What you have to do
Repeat the records word for word, excluding any picture.

%%

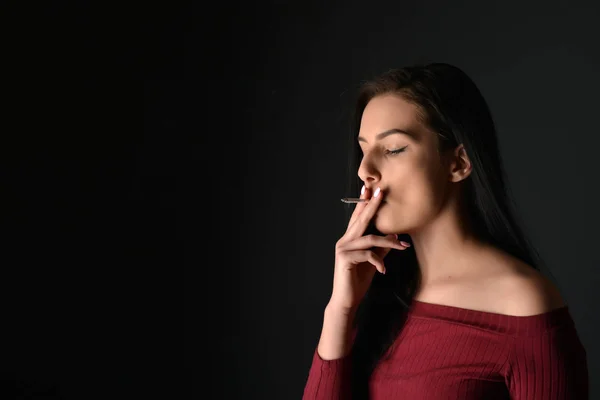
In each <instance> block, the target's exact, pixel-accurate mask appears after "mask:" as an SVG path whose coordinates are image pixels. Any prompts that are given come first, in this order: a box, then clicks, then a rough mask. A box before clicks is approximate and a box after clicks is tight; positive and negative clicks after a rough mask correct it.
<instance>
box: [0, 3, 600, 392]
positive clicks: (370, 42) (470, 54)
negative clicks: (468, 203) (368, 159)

%%

Solution
In each <instance> block, the target's exact, pixel-accurate mask appears after "mask:" as an SVG path whose coordinates are image pixels. Any prompts that are given come first, in this order: a box, then clicks, then a rough mask. A box before clicks is approximate and a box after clicks is tight; positive and negative clicks after a rough mask correct it.
<instance>
box: [0, 3, 600, 392]
positive clicks: (370, 42) (470, 54)
negative clicks: (468, 203) (368, 159)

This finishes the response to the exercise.